**Stored data entries**
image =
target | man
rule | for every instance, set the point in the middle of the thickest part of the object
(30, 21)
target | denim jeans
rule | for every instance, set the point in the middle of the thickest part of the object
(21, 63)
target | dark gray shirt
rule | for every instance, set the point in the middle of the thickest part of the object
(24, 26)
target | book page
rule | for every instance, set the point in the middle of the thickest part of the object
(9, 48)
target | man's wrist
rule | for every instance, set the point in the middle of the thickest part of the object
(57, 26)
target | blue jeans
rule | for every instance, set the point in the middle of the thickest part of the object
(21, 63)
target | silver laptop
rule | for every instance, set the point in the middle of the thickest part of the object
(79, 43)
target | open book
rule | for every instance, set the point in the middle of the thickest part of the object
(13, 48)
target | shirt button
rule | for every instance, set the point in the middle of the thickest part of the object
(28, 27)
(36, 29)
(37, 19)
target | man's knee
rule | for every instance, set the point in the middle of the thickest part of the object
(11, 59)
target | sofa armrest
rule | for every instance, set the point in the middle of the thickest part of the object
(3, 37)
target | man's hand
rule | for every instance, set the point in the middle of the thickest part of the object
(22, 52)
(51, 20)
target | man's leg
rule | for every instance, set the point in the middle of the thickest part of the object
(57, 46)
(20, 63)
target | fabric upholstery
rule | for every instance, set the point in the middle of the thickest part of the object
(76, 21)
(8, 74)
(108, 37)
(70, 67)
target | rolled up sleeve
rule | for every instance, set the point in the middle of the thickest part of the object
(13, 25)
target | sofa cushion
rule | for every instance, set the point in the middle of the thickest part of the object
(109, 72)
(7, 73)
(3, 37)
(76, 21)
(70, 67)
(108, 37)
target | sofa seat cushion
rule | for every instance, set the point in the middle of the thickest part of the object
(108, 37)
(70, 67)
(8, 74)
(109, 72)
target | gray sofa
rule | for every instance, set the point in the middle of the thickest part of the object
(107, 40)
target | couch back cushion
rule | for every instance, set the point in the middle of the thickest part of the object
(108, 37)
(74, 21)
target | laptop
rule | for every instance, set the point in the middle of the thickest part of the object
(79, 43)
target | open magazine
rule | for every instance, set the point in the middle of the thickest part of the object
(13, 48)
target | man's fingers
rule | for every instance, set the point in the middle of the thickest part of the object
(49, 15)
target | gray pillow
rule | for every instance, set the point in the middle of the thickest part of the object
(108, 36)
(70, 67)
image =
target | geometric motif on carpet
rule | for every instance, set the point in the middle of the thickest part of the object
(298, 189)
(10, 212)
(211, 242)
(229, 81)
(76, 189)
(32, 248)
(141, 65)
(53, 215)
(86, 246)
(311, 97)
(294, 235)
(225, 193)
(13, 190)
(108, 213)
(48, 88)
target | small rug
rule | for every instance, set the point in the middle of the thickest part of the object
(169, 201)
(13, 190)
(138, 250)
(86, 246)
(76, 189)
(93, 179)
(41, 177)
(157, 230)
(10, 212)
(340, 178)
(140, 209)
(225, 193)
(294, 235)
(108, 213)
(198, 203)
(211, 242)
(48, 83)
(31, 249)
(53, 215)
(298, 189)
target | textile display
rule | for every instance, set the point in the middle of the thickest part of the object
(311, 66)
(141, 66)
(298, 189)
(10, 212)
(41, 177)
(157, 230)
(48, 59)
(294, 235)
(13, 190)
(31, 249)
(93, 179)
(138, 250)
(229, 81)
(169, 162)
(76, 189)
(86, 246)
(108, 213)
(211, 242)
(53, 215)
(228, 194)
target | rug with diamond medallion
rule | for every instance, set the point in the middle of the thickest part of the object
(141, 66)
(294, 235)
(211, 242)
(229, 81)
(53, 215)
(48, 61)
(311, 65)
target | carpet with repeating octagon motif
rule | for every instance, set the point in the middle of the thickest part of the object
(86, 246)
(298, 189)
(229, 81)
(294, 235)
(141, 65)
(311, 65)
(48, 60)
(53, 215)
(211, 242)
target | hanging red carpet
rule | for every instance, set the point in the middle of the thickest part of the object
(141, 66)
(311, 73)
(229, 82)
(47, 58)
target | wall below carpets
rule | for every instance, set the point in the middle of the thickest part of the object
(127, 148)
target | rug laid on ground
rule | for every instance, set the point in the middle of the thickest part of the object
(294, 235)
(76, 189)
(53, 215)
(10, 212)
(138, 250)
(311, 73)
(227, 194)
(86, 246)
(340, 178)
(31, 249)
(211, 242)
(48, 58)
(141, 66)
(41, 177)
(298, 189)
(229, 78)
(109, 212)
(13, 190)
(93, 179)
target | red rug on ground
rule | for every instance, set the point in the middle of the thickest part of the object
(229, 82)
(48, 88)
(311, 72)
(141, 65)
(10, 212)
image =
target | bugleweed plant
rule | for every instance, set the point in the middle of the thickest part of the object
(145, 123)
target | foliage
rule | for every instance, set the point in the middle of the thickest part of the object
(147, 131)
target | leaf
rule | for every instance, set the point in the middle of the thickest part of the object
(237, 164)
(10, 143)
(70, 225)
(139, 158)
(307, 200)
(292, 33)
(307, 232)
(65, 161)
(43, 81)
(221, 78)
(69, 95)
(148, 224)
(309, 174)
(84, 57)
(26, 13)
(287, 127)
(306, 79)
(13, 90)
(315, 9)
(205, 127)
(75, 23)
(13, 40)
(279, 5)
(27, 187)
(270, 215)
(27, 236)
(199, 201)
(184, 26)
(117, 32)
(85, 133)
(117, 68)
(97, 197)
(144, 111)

**PROBLEM TO WORK ON**
Every entry must be retyped in full, exactly as given.

**EXPECTED ANSWER**
image =
target | man
rule | for every instance, set the point in the middle of the thickest part of the object
(30, 21)
target | denim jeans
rule | for every instance, set the point in the middle of the thickest part of the object
(21, 63)
target | dark gray shirt
rule | for every instance, set the point in the middle of the thickest part of the object
(24, 26)
target | book page
rule | for every instance, set the point in the middle of the thickest part of the object
(9, 48)
target | man's wrist
rule | for every instance, set the point in the middle of the thickest part of the object
(57, 26)
target | blue jeans
rule | for every instance, set the point in the middle of the thickest part of the object
(21, 63)
target | silver laptop
rule | for every instance, set the point in the middle of the thickest part of the object
(79, 43)
target | open book
rule | for every instance, set the point in the middle of the thickest part of the object
(13, 48)
target | shirt button
rule | for every instance, set the point in the middle of the thickest part of the object
(28, 27)
(36, 29)
(37, 19)
target | man's knee
rule | for every instance, set the point in the middle of the thickest part of the object
(11, 59)
target | sofa armrest
rule | for every instance, set the point in the middle of the thickest part of the object
(3, 37)
target | man's hand
rule | for every instance, set the point in the middle of the thickest part of the object
(22, 52)
(51, 20)
target | man's leg
rule | for every instance, set the point in the middle of the thickest part of the object
(57, 46)
(20, 63)
target | fabric upholstery
rule | for every instance, set the point in the middle of the thickest part of the object
(76, 21)
(8, 74)
(108, 37)
(70, 67)
target | rolled up sleeve
rule | for every instance, set the point in the middle of the thickest part of the object
(13, 25)
target | sofa cushion
rule | for every instance, set the point in the middle of the thickest part of the object
(109, 72)
(7, 73)
(3, 37)
(76, 21)
(70, 67)
(108, 37)
target | sofa seat cushion
rule | for every instance, set the point in the middle of the thickest part of the object
(108, 37)
(70, 67)
(8, 74)
(109, 72)
target | gray sofa
rule | for every instance, set the point in the middle of the thickest part of the object
(107, 40)
target | couch back cushion
rule | for every instance, set the point in the middle of the thickest part of the object
(108, 37)
(74, 21)
target | laptop
rule | for every instance, set the point in the middle of the thickest part of the object
(79, 43)
target | open magazine
rule | for every instance, set the point in the middle of the thickest part of the object
(13, 48)
target | man's fingers
rule | for every instance, set the point in the middle of the thickest part of the object
(49, 15)
target | gray pillow
rule | for every instance, set the point in the middle of the thickest part of the object
(108, 36)
(70, 67)
image =
target | geometric motif on carpet
rule | for every instance, set the point in the middle of the thickest part of the object
(298, 189)
(10, 212)
(211, 242)
(229, 81)
(76, 189)
(32, 248)
(141, 65)
(53, 215)
(86, 246)
(311, 97)
(294, 235)
(225, 193)
(13, 190)
(108, 213)
(48, 88)
target | small rug
rule | for every instance, set the point in the middle of the thickest part of the object
(169, 201)
(13, 190)
(138, 250)
(86, 246)
(76, 189)
(93, 179)
(41, 177)
(157, 230)
(10, 212)
(340, 178)
(140, 209)
(225, 193)
(294, 235)
(108, 213)
(198, 203)
(211, 242)
(48, 83)
(31, 249)
(53, 215)
(298, 189)
target | textile display
rule | for every instance, set the point in the middle of the thickest part of the object
(311, 66)
(141, 66)
(298, 189)
(10, 212)
(41, 177)
(157, 230)
(48, 59)
(294, 235)
(13, 190)
(31, 249)
(93, 179)
(138, 250)
(229, 81)
(169, 162)
(76, 189)
(86, 246)
(108, 213)
(211, 242)
(53, 215)
(228, 194)
target | rug with diamond medallion
rule | for every instance, set the point in the middle of the thickest part of the object
(141, 66)
(294, 235)
(211, 242)
(229, 81)
(53, 215)
(48, 61)
(311, 65)
target | carpet with repeating octagon motif
rule | for every instance, set the point in the middle of the thickest part of the object
(86, 246)
(298, 189)
(229, 81)
(294, 235)
(141, 65)
(311, 65)
(48, 60)
(53, 215)
(211, 242)
target | hanging red carpet
rule | for every instance, set the point in the middle of the thickest part of the object
(141, 66)
(311, 73)
(229, 82)
(47, 58)
target | wall below carpets
rule | for every instance, set the point in the middle of the thickest part of the object
(127, 148)
target | rug laid on ground
rule | for every instance, set the point in the middle of the thickest part of the object
(294, 235)
(76, 189)
(53, 215)
(10, 212)
(138, 250)
(311, 73)
(227, 194)
(86, 246)
(340, 178)
(31, 249)
(211, 242)
(48, 58)
(141, 66)
(41, 177)
(298, 189)
(229, 78)
(109, 212)
(13, 190)
(93, 179)
target | red rug on ground
rule | for every instance, set the point in the middle of the thickest part of the object
(229, 82)
(48, 88)
(311, 72)
(141, 65)
(10, 212)
image =
target | bugleweed plant
rule | for every instance, set the point in the middle of the thickest part of the object
(145, 123)
target | foliage
rule | for every instance, set the point in the middle of the thickest part of the object
(147, 131)
target | leaf
rule | for every instance, set the point in the middle of the thickest part of the object
(237, 164)
(10, 143)
(70, 225)
(139, 158)
(307, 200)
(292, 33)
(307, 232)
(65, 161)
(43, 81)
(221, 78)
(69, 95)
(148, 224)
(309, 174)
(84, 57)
(26, 13)
(287, 127)
(306, 79)
(13, 90)
(315, 9)
(205, 127)
(75, 23)
(13, 40)
(279, 5)
(27, 187)
(270, 215)
(27, 236)
(199, 201)
(184, 26)
(117, 32)
(85, 133)
(117, 68)
(97, 197)
(144, 111)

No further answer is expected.